Scan the material below for "instance", then return each line that contains it.
————————
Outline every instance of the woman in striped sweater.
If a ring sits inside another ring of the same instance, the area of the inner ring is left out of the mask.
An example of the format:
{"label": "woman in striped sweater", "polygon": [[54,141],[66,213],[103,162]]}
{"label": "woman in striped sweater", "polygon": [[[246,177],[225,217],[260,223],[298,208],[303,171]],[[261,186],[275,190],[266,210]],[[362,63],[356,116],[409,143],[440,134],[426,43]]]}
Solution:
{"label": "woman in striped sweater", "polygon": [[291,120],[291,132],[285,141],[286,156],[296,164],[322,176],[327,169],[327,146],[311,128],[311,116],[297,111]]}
————————
■ **Answer area**
Outline every instance of the woman in striped sweater.
If a ring sits inside another ring of the same instance, the area of the inner ring is left out of the mask.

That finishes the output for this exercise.